> _TEXT_:
I asked him about what Bill Gates said, but of course he can't change what Gates says. No one can, except Bill himself. Jason continued, "I think what is the most useful is that we get our message on point and that the document that we place up on the Shared Source website where people come to read about this be as accurate as possible; I think that is a responsiblity that we have and we need to take very seriously. So, I think the first step is to get to that point and then the next step is to make sure that those positions are uniformly educated throughout Microsoft. Because it's not just Bill that matters; it's folks all the way through the field organization and into our partner organizations. When they talk about these things, they need to be accurate, so I can respect that a great deal. And it doesn't happen overnight; it does take work."

I asked Jason how long it would take to update the Shared Source site. "That whole section of the site is being rewritten," he said, and it should be updated in about "three to four weeks."

I suggested adding a note of clarification to Gates's speech, but he couldn't commit to that. He said he'd try asking about it, though getting the Shared Source site updated was a higher priority.

Regarding patents, Jason explained that a few weeks ago, "Microsoft's general counsel in Washington, D.C. ... called for patent reform, in that we would like to see the overall quality of patents go up and the number of issuances potentially come down. We think the patents themselves should be good patents." Keen Browne later sent me a link to the event; here's the transcript of the remarks by Brad Smith, Microsoft General Counsel.

He also cited MIT research that found that about 69% of software patents are owned by manufacturing firms, IBM owns 8% of all software patents, and the entire rest of the software industry including Microsoft owns appoximately 6% of software patents.

I suggested that nonetheless, Microsoft could take a leadership position in raising the quality of software patents. "It's got to start at some point, it's not just within the company, it's got to start externally as well," he said. "And if you are going to call on one organization to make changes in terms of how they patent and you're going to choose the organization that's most likely to be a target for frivolous lawsuits, you're then saying there's going to be a double standard, right? So — our patent portfoio to this point has only been used for defensive measures, and our legal track record shows that, so the question becomes, you know, if in changing your patent strategy you are unnecessarily exposing yourself, you have at some point a fiduciary responsibility to your shareholders."

He couldn't say much more about how patenting decisions were made, since he wasn't involved in them, but Keen offered to put me in touch with the patent folks at Microsoft.

On the whole, i'm not sure how the whole thing went. Do these conversations make a difference? I'm encouraged by the intention to speak more accurately about the GPL, but trying to influence the attitude about free software and software patents at Microsoft does feel a little like trying to push an asteroid off course with your bare hands.

> _Excerpts of location labeling data_:
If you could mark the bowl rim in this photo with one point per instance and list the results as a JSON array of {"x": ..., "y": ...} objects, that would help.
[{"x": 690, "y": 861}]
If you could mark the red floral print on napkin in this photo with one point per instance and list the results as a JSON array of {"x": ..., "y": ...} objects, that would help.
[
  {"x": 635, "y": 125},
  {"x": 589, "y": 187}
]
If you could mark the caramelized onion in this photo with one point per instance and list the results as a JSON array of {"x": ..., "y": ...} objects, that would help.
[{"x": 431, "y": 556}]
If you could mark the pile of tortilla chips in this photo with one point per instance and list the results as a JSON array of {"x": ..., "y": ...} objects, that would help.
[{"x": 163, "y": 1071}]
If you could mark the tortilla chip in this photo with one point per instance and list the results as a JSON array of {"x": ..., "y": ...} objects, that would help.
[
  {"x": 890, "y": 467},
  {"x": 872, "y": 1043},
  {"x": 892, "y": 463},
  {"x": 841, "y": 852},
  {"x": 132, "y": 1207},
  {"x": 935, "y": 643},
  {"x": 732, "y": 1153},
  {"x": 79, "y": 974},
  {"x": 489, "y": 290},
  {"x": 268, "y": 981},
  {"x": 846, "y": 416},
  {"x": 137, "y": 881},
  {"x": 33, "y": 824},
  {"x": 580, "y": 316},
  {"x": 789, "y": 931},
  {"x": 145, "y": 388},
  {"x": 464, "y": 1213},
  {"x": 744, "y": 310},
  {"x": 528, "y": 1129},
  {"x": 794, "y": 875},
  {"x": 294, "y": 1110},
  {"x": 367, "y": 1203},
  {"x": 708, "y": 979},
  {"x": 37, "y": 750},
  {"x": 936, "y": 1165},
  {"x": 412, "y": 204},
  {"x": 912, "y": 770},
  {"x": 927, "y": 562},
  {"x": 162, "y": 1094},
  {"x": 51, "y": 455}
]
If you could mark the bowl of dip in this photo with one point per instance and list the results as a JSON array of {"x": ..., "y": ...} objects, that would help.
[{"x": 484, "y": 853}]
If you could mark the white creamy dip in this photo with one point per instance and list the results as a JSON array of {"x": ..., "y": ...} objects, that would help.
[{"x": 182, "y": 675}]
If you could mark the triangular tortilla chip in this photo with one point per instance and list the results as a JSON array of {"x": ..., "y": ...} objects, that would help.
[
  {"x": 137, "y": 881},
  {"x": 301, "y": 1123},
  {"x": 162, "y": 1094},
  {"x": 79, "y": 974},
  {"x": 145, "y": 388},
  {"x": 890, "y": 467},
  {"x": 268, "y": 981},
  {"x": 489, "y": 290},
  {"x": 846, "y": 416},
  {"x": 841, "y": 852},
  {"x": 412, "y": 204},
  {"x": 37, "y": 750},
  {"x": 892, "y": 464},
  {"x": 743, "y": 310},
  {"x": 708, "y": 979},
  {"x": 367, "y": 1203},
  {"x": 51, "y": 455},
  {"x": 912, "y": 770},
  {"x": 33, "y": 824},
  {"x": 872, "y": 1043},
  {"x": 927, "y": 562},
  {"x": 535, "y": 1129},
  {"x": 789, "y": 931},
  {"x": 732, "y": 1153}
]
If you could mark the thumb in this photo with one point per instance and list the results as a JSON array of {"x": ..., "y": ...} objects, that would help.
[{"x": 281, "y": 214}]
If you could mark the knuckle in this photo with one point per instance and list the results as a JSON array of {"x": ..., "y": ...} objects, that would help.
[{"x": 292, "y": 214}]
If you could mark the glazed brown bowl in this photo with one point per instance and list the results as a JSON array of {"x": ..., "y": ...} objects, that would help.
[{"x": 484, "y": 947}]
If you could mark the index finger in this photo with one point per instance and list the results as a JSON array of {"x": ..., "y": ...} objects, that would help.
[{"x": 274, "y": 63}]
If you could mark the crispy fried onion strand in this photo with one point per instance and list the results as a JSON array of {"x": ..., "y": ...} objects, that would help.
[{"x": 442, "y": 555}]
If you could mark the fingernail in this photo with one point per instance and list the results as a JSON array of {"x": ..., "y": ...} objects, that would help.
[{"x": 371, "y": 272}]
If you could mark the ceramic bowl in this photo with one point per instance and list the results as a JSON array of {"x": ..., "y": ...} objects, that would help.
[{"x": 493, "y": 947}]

> _PROBLEM SET_:
• A. Summarize the text about Microsoft's Shared Source site and patents in two sentences.
• B. Scale the listing from the line with "If you could mark the ceramic" up to and including its last line. Write those lines again, requests included, with every coordinate in the answers multiplied by 1.4 and rounded to a whole number, halves rounded up.
The listing is unrelated to the text.

> _THE RESPONSES_:
• A. Jason said the Shared Source section of the site is being rewritten and should be updated in about three to four weeks, and that Microsoft's positions need to be stated accurately throughout the company and its partner organizations. On patents, he pointed to Microsoft's call for patent reform and to MIT research on who owns software patents, and he said Microsoft's patent portfolio has so far been used only for defensive measures.

• B.
If you could mark the ceramic bowl in this photo with one point per instance and list the results as a JSON array of {"x": ..., "y": ...} objects, that would help.
[{"x": 690, "y": 1326}]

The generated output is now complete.